◆ **Required task 1**
In the watch forum thread, which model does the first poster say they own?

◆ **Selected passage**
------------------------------------------------------------

I get what you mean about balance of dial. 
I have the 330.025 and it's one of the things I like best about it.


----------



## wintershade

You said this was your first Lange. Was this your first high-end watch up in that $20K+ price point? The one thing that stood out to me was both of the Lange chronographs you're contemplating cost more than the L1 you just purchased. I think two things might be happening.

1) I'm wondering if the watch you actually wanted in the first place was one of the Lange chronographs, but you couldn't justifying spending that much money on one of them (or perhaps couldn't afford to). So instead, you talked yourself into buying something cheaper that you didn't like as much. If this is true, in my experience you will never be satisfied with the watch for which you "settled." It might grow on you in some ways, but it will always remind you of what you really wanted.

------------------------------------------------------------

◆ **Required task 2**
List every line of the rows that contains the word "area".

◆ **The records**
------------------------------------------------------------

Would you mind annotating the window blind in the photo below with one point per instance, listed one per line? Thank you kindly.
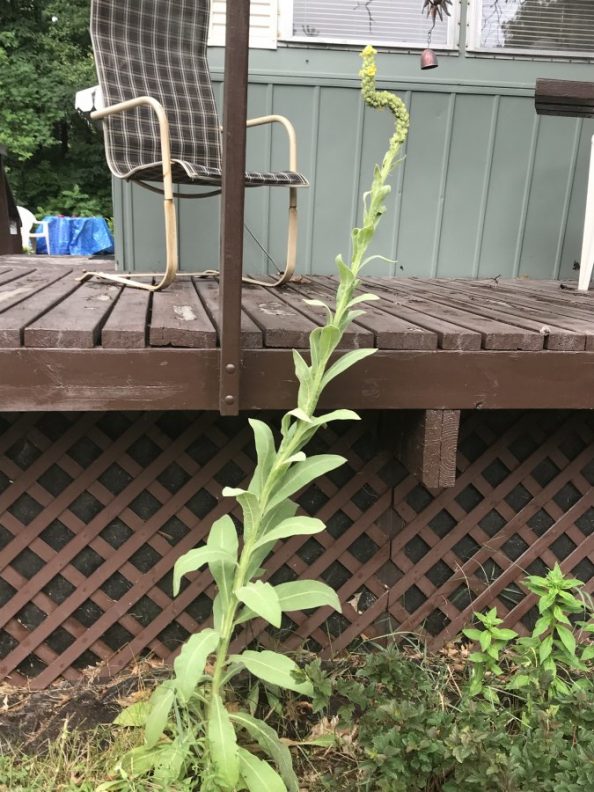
(398, 22)
(544, 25)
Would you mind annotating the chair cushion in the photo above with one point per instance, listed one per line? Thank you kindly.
(187, 173)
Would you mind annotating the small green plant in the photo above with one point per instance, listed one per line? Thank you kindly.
(191, 737)
(502, 724)
(548, 663)
(493, 641)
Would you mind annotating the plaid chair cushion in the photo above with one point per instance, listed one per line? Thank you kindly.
(157, 48)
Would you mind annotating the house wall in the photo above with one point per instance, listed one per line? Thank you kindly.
(486, 188)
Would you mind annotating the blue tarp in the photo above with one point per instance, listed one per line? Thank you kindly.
(76, 236)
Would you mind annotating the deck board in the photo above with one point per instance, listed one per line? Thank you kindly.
(179, 319)
(442, 344)
(44, 306)
(76, 321)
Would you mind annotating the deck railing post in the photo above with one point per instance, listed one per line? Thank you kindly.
(233, 191)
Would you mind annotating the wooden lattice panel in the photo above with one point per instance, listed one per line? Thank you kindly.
(96, 507)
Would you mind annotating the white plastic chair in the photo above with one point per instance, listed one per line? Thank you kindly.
(28, 220)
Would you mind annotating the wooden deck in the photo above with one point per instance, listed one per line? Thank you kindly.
(442, 344)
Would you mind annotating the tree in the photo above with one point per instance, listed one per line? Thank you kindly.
(56, 159)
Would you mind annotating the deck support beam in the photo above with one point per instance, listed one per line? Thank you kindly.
(233, 200)
(426, 444)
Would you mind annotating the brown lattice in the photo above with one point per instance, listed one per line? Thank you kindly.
(95, 508)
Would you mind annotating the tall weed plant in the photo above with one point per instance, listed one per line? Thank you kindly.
(192, 740)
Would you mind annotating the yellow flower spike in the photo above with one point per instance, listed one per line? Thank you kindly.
(381, 99)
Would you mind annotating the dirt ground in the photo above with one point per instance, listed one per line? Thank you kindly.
(31, 719)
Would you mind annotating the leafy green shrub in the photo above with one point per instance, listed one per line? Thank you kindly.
(520, 720)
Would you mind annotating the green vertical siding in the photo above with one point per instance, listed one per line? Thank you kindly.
(486, 187)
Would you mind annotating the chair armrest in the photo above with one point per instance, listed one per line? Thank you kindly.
(290, 130)
(89, 99)
(131, 104)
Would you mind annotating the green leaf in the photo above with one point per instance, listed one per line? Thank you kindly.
(265, 452)
(258, 775)
(345, 362)
(301, 415)
(336, 415)
(272, 517)
(318, 304)
(519, 681)
(194, 559)
(222, 743)
(294, 526)
(223, 536)
(233, 492)
(567, 638)
(542, 625)
(190, 662)
(262, 599)
(171, 760)
(503, 634)
(302, 474)
(251, 512)
(160, 703)
(363, 298)
(545, 648)
(134, 715)
(588, 653)
(270, 743)
(274, 668)
(304, 594)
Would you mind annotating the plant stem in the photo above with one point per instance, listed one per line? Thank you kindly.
(299, 432)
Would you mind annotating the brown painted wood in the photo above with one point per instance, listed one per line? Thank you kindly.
(16, 291)
(126, 326)
(14, 320)
(179, 319)
(496, 335)
(564, 97)
(390, 332)
(355, 337)
(450, 335)
(426, 444)
(251, 335)
(237, 28)
(76, 321)
(552, 311)
(282, 325)
(110, 379)
(555, 334)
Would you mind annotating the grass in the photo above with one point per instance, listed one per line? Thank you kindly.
(76, 762)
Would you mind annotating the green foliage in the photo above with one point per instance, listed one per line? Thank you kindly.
(189, 733)
(548, 662)
(56, 160)
(422, 731)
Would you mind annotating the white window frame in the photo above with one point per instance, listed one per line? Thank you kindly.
(286, 32)
(262, 36)
(473, 41)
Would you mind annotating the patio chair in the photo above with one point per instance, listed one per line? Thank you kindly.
(28, 220)
(160, 120)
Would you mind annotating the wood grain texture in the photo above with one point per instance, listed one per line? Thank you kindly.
(426, 443)
(179, 319)
(76, 321)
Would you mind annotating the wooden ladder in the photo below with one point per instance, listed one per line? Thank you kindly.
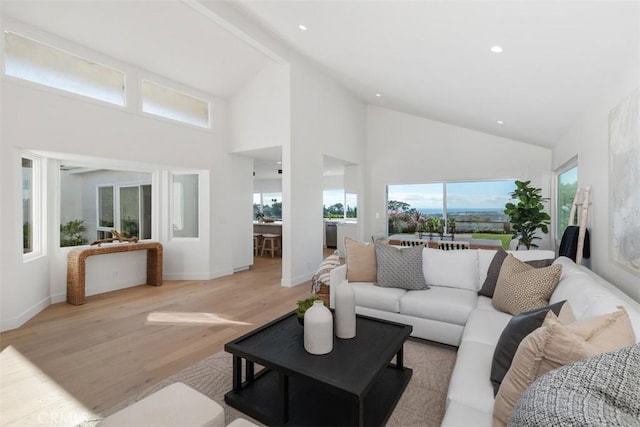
(582, 199)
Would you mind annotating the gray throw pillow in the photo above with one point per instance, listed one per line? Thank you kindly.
(489, 285)
(400, 268)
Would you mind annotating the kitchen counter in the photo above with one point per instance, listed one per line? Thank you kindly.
(267, 227)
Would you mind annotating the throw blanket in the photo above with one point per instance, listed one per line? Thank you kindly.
(602, 390)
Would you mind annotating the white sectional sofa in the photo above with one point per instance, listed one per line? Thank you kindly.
(452, 312)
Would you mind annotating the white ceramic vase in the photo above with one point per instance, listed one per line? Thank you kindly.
(345, 311)
(318, 329)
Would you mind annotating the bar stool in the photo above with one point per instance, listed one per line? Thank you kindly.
(257, 243)
(270, 244)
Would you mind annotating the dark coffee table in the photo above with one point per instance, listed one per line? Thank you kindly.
(356, 384)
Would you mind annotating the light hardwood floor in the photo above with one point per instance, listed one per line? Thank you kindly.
(119, 343)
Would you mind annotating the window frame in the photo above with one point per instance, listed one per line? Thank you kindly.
(175, 87)
(566, 167)
(37, 206)
(445, 212)
(76, 52)
(117, 209)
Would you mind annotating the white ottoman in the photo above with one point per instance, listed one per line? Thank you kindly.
(177, 405)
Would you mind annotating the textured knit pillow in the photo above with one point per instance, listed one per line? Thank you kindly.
(323, 274)
(489, 285)
(519, 327)
(522, 287)
(360, 260)
(554, 345)
(400, 267)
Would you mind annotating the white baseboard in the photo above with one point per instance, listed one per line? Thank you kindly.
(16, 322)
(197, 276)
(58, 298)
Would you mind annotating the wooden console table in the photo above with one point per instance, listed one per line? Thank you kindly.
(76, 261)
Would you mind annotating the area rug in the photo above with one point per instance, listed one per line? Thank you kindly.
(422, 403)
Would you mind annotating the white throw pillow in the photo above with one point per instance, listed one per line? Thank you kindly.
(454, 269)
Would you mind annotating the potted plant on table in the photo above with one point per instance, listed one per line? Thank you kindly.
(527, 215)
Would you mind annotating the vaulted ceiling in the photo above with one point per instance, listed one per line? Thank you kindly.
(428, 58)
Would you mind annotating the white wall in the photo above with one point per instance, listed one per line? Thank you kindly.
(405, 149)
(267, 185)
(45, 120)
(325, 120)
(588, 138)
(259, 112)
(242, 208)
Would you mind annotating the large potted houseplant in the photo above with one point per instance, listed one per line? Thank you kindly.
(527, 215)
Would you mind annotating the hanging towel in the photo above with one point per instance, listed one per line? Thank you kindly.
(569, 243)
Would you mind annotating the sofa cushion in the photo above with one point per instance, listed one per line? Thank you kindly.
(521, 287)
(518, 327)
(444, 304)
(554, 345)
(485, 256)
(360, 260)
(469, 384)
(371, 296)
(489, 284)
(485, 326)
(455, 269)
(460, 415)
(493, 271)
(594, 392)
(323, 274)
(399, 267)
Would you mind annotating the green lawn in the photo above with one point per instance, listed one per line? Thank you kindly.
(505, 238)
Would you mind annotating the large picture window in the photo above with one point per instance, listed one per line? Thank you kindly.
(477, 207)
(96, 201)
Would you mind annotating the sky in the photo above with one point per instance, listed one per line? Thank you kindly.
(485, 195)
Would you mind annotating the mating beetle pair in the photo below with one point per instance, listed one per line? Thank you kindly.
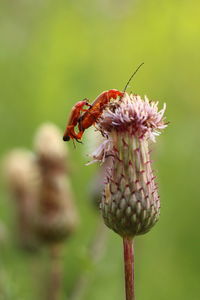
(89, 116)
(84, 118)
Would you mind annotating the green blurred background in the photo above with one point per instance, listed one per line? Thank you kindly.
(55, 53)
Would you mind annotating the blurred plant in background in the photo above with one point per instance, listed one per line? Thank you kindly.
(54, 54)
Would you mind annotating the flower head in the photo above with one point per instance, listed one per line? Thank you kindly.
(130, 204)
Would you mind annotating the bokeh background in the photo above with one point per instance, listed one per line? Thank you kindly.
(55, 53)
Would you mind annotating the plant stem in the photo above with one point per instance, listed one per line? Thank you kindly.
(129, 267)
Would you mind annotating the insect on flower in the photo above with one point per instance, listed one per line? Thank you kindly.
(91, 115)
(73, 121)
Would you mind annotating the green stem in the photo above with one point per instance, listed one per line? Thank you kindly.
(129, 267)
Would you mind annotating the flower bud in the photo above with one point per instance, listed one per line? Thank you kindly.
(130, 204)
(56, 217)
(23, 180)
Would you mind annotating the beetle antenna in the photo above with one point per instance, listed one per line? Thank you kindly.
(132, 77)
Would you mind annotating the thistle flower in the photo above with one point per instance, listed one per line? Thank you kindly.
(130, 204)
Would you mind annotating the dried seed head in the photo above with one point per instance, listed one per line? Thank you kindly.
(130, 204)
(56, 215)
(23, 180)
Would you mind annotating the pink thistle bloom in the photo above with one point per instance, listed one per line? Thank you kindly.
(130, 204)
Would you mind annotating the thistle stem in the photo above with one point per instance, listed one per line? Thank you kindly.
(129, 267)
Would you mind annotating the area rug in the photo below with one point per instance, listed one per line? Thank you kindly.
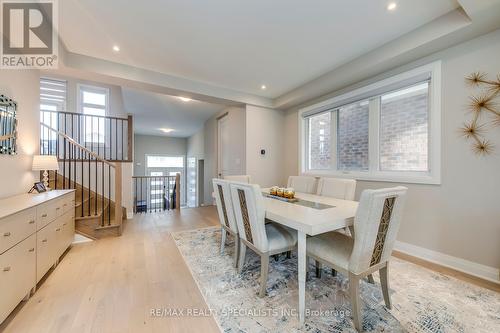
(423, 300)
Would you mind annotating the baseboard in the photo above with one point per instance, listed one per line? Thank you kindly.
(488, 273)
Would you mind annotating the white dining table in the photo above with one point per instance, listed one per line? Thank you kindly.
(309, 221)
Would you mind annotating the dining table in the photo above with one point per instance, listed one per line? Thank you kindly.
(309, 215)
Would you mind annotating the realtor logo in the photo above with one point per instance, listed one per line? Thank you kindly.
(29, 34)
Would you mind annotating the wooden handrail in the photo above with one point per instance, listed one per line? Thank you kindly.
(73, 142)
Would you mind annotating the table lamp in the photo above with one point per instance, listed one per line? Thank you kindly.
(45, 163)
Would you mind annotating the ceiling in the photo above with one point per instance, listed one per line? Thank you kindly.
(153, 111)
(239, 45)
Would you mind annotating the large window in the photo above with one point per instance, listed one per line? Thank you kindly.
(388, 130)
(93, 102)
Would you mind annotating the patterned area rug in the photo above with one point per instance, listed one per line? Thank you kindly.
(423, 300)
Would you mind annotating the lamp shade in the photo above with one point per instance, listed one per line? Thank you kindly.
(45, 162)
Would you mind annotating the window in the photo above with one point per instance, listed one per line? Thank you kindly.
(389, 130)
(93, 102)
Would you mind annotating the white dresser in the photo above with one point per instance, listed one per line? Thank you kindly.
(35, 230)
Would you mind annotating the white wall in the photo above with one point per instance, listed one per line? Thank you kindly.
(196, 144)
(265, 129)
(15, 171)
(460, 217)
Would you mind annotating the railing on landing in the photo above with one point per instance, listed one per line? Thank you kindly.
(98, 183)
(108, 137)
(156, 193)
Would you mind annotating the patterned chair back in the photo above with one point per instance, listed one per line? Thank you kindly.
(337, 188)
(376, 226)
(303, 184)
(239, 178)
(224, 204)
(250, 214)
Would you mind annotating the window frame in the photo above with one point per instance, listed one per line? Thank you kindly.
(374, 173)
(80, 105)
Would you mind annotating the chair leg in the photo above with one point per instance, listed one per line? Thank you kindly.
(319, 268)
(236, 249)
(222, 240)
(264, 269)
(241, 261)
(384, 282)
(355, 301)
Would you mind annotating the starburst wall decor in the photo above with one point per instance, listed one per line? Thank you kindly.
(485, 112)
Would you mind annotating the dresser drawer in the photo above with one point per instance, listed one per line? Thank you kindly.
(17, 227)
(17, 274)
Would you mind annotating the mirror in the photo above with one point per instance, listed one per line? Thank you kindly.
(8, 125)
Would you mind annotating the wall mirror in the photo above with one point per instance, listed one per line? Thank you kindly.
(8, 125)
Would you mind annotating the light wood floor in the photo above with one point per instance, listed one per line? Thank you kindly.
(111, 285)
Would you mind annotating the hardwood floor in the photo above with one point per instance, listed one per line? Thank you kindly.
(111, 285)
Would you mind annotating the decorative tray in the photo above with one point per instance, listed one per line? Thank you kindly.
(280, 198)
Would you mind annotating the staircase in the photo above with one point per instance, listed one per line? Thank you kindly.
(97, 183)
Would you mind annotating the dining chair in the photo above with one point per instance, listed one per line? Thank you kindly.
(239, 178)
(225, 211)
(303, 184)
(376, 226)
(265, 239)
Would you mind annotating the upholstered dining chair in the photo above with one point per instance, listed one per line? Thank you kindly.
(303, 184)
(339, 188)
(225, 211)
(266, 239)
(376, 226)
(239, 178)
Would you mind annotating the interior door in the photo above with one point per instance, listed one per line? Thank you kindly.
(222, 147)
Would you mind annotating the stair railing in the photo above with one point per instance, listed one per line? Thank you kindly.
(86, 172)
(156, 193)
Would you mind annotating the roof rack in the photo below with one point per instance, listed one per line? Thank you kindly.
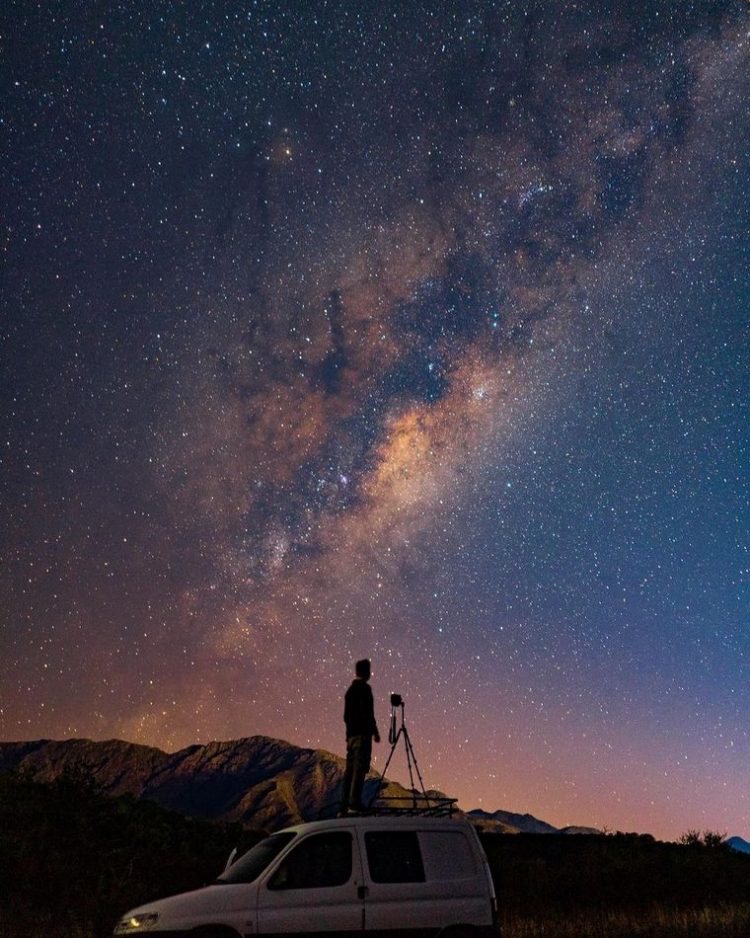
(419, 805)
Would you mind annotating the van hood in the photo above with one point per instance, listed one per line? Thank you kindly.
(193, 908)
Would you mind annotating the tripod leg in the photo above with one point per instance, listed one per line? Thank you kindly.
(381, 783)
(411, 756)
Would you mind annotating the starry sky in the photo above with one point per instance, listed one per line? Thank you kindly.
(409, 331)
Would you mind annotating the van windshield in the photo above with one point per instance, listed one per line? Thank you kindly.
(251, 864)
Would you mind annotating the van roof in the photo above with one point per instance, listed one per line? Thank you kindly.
(389, 822)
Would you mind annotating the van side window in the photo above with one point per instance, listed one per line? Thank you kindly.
(447, 855)
(394, 857)
(318, 861)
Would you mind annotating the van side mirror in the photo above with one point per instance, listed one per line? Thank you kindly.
(230, 860)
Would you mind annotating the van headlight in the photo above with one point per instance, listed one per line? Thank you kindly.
(133, 924)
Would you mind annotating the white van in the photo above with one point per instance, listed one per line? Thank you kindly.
(382, 875)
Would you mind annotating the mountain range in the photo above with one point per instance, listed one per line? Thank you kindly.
(262, 783)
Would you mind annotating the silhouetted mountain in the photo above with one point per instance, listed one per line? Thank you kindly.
(506, 822)
(737, 843)
(259, 782)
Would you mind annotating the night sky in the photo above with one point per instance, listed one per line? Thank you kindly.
(409, 331)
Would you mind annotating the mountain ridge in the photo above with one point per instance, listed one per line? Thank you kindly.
(258, 781)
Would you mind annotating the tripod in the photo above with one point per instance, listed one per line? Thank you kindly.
(396, 732)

------------------------------------------------------------

◆ **Full solution 1**
The 330.025.

◆ **Full solution 2**
Would you mind annotating the area rug in the photo above with one point per instance, listed one per line? Thank you kindly.
Would you mind annotating the area rug in the photo below with one point per instance, listed one per line? Thank you kindly.
Would you mind annotating the patterned area rug in the photo above with one point per instance, listed one per line? Thank you kindly.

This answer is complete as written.